## WHAT THE TASK REQUIRES
Copy out word for word the lines of the entries from the line with "the green grass" up to and including the line with "[(30, 291), (430, 379)]". Reproduce only those lines.

## DATASET CONTENT
-- BEGIN --
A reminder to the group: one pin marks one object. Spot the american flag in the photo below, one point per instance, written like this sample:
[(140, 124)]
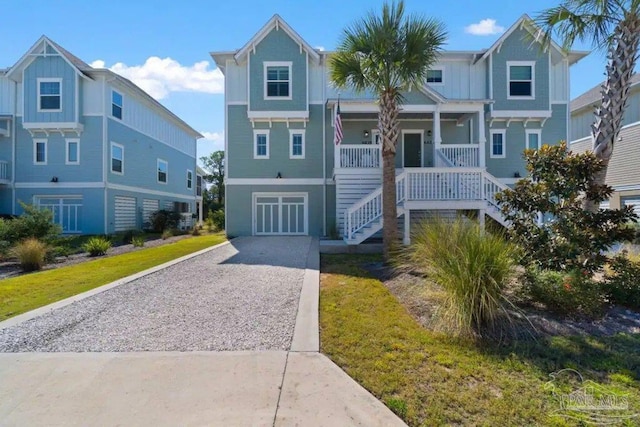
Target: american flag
[(338, 130)]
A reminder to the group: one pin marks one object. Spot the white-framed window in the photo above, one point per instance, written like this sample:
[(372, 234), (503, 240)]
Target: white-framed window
[(277, 80), (49, 95), (189, 179), (261, 144), (520, 79), (72, 152), (117, 158), (296, 143), (435, 76), (163, 171), (533, 138), (116, 105), (498, 144), (39, 151)]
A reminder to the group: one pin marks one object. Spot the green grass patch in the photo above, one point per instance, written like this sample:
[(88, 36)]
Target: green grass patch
[(30, 291), (430, 379)]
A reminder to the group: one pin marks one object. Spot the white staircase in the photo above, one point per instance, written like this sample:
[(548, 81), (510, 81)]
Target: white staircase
[(426, 188)]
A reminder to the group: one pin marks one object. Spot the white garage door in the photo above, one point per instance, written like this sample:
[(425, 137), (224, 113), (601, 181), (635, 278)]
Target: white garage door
[(67, 211), (635, 203), (280, 214), (125, 213), (149, 206)]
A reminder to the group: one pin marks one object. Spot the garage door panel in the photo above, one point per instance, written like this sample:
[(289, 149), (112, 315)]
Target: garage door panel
[(280, 214)]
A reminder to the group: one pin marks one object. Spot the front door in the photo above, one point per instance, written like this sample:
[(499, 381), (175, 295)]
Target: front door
[(412, 149)]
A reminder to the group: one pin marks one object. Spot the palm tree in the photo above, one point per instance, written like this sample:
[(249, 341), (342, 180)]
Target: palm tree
[(614, 26), (387, 54)]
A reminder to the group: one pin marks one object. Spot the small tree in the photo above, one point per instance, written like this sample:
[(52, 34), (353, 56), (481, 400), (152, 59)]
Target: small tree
[(571, 237)]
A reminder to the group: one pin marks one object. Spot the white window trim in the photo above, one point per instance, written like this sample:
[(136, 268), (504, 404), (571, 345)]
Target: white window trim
[(49, 80), (113, 103), (502, 132), (267, 64), (296, 132), (36, 141), (158, 171), (113, 144), (441, 69), (532, 64), (257, 132), (189, 171), (66, 153), (528, 132)]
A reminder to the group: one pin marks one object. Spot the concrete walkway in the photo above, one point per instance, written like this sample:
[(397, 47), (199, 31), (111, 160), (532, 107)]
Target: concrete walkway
[(247, 388)]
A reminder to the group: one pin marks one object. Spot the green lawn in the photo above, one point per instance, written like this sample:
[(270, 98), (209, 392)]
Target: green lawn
[(29, 291), (430, 379)]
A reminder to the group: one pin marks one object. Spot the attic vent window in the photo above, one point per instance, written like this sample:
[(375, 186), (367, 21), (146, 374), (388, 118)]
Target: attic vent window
[(49, 95), (277, 79)]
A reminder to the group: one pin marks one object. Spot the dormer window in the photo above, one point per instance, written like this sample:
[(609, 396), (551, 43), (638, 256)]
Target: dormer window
[(49, 95), (277, 80)]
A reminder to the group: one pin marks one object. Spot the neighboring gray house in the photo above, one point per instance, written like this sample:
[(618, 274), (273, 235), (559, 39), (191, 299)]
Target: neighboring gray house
[(624, 167), (463, 134)]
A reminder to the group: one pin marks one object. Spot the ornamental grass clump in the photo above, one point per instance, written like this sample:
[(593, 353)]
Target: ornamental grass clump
[(471, 265), (97, 246), (31, 254)]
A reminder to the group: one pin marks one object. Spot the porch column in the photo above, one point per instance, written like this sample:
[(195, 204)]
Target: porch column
[(407, 227), (437, 138), (482, 139)]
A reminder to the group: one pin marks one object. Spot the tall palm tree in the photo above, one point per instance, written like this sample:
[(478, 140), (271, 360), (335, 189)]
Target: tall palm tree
[(614, 26), (387, 54)]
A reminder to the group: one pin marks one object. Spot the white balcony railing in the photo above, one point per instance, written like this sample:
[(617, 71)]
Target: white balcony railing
[(461, 155), (359, 156), (5, 173)]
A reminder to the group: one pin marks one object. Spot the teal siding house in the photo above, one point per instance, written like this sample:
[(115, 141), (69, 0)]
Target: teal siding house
[(462, 139), (91, 146)]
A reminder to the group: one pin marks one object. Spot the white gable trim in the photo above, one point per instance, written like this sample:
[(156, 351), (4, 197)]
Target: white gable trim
[(277, 23)]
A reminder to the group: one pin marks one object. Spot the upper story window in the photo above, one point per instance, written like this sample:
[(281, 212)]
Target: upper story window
[(189, 179), (39, 151), (277, 80), (116, 105), (520, 80), (72, 156), (117, 158), (49, 95), (498, 144), (435, 76), (296, 144), (163, 171), (260, 144)]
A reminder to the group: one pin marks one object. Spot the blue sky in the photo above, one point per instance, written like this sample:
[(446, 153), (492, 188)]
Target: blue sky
[(164, 45)]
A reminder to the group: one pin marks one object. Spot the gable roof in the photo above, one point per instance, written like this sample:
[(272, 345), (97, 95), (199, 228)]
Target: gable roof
[(529, 25), (592, 96), (276, 22)]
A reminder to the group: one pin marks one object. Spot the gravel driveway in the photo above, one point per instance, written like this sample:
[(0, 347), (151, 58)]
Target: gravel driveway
[(241, 296)]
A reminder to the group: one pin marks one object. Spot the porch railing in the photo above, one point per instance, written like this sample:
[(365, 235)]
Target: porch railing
[(359, 156), (461, 155)]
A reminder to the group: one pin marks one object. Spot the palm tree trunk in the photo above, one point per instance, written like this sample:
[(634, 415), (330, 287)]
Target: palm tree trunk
[(388, 125), (614, 94)]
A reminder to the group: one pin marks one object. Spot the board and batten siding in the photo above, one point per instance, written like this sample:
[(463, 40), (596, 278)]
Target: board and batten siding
[(53, 66)]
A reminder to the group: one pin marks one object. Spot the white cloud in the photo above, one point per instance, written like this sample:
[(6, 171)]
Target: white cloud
[(485, 27), (161, 76)]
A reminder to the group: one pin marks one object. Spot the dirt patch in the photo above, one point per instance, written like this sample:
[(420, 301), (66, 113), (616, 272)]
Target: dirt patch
[(422, 299), (12, 269)]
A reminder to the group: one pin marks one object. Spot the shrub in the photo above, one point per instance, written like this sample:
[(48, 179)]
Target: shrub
[(31, 254), (575, 238), (622, 282), (138, 241), (163, 219), (97, 246), (572, 293), (472, 266)]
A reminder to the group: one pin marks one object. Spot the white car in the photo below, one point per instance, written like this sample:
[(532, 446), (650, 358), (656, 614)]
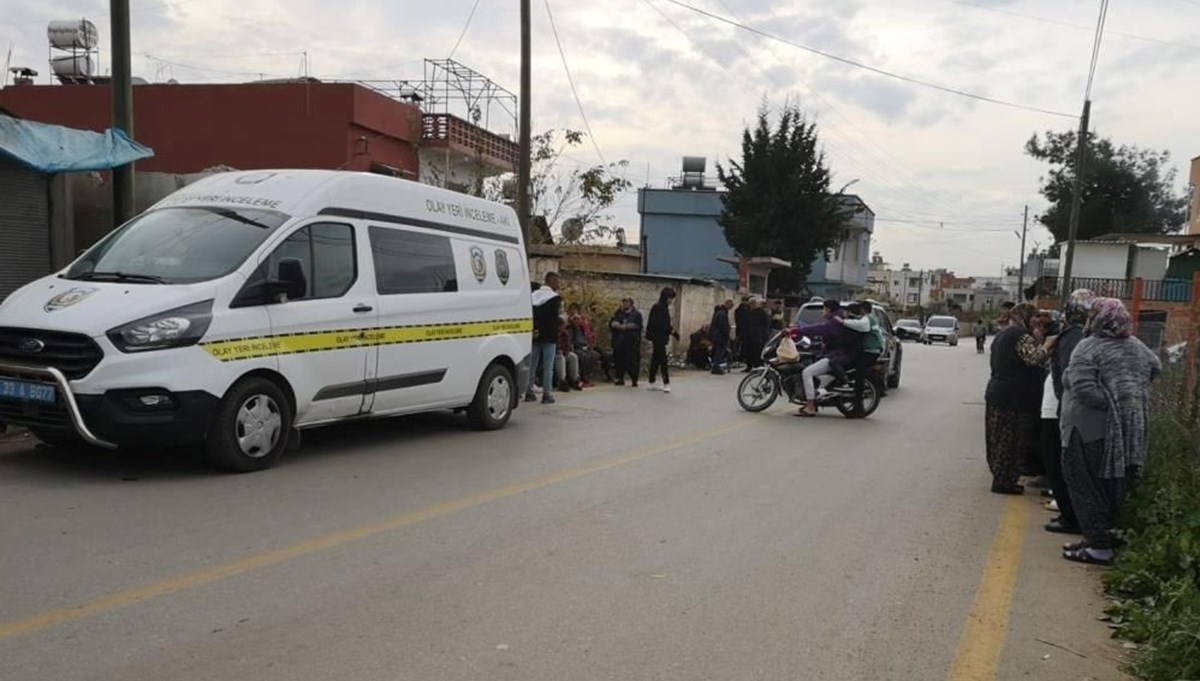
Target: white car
[(251, 305), (941, 330)]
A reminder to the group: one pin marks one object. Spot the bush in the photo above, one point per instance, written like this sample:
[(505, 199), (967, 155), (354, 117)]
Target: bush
[(1156, 583)]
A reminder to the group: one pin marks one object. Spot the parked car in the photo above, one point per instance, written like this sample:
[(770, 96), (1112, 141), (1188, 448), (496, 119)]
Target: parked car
[(907, 330), (893, 354), (940, 329)]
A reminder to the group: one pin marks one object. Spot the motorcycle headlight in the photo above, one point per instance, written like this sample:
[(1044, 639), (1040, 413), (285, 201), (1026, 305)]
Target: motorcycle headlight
[(172, 329)]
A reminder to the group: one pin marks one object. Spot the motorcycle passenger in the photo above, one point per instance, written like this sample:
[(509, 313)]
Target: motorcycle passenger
[(841, 348)]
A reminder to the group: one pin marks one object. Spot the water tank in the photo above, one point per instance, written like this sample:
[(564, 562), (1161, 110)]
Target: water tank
[(73, 34), (73, 66)]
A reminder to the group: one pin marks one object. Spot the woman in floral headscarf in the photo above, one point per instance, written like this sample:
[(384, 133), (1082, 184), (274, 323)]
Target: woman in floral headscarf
[(1014, 399), (1105, 408), (1074, 319)]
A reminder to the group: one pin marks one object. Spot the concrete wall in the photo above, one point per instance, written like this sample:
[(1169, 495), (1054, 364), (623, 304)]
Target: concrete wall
[(247, 125), (1101, 260)]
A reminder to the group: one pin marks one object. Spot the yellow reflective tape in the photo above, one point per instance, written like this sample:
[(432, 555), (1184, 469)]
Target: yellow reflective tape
[(348, 338)]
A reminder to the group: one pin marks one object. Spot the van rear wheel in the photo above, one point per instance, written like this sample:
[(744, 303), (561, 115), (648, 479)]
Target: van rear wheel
[(492, 405), (251, 427)]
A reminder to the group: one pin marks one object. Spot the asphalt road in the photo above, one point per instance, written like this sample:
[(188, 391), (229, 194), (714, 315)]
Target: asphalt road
[(619, 534)]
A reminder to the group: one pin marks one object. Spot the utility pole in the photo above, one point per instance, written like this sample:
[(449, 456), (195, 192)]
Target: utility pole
[(123, 107), (1075, 200), (1020, 276), (523, 161)]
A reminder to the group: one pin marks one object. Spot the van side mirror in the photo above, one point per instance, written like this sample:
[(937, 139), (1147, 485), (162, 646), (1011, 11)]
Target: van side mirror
[(291, 279)]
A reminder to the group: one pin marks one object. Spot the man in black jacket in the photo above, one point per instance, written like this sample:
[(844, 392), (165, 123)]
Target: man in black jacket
[(659, 331), (720, 332), (627, 341), (547, 307)]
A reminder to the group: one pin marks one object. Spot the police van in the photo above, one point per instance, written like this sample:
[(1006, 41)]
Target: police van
[(252, 305)]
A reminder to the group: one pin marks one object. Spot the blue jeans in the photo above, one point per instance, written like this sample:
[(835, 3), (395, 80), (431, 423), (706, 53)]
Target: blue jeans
[(543, 354)]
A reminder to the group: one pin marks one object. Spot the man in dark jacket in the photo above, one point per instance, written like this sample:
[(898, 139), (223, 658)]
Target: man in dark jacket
[(627, 342), (659, 331), (754, 333), (719, 329), (547, 307)]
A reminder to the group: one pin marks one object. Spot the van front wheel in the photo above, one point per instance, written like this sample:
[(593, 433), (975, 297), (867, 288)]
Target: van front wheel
[(251, 427), (492, 405)]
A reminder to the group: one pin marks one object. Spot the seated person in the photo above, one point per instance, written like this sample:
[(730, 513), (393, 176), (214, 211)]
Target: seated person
[(582, 342), (700, 349), (567, 362)]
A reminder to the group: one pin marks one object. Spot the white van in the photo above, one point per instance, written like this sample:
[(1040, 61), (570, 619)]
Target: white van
[(251, 305)]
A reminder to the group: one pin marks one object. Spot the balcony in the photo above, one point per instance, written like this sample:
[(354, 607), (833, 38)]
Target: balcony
[(496, 152)]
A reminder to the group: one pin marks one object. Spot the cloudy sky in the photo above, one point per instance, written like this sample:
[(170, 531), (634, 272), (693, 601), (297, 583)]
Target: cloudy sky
[(946, 175)]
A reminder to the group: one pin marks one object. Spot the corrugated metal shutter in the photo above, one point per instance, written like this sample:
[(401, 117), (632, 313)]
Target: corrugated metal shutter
[(24, 228)]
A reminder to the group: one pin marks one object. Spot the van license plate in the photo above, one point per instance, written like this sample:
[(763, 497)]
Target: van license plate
[(23, 391)]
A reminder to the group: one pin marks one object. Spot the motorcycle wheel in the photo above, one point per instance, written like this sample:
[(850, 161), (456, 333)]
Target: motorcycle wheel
[(870, 402), (757, 391)]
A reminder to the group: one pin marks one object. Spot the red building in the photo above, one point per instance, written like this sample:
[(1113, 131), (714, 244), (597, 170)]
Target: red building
[(245, 126)]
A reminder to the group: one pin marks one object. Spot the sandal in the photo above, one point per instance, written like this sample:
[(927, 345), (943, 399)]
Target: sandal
[(1084, 554)]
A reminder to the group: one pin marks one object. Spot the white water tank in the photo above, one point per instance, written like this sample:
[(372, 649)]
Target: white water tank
[(73, 66), (73, 34)]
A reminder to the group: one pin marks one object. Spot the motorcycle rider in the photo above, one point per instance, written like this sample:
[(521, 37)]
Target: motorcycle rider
[(843, 343)]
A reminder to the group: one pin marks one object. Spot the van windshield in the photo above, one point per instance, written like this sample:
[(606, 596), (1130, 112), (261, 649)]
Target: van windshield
[(178, 246)]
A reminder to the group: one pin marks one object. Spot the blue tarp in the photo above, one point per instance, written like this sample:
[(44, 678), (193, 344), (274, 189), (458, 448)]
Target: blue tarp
-- END --
## TASK ANSWER
A reminder to the group: one pin marks one object. Spot the green grass patch in the photo above, one point per instance, written like this sample:
[(88, 36)]
Target: green grass patch
[(30, 291), (430, 379)]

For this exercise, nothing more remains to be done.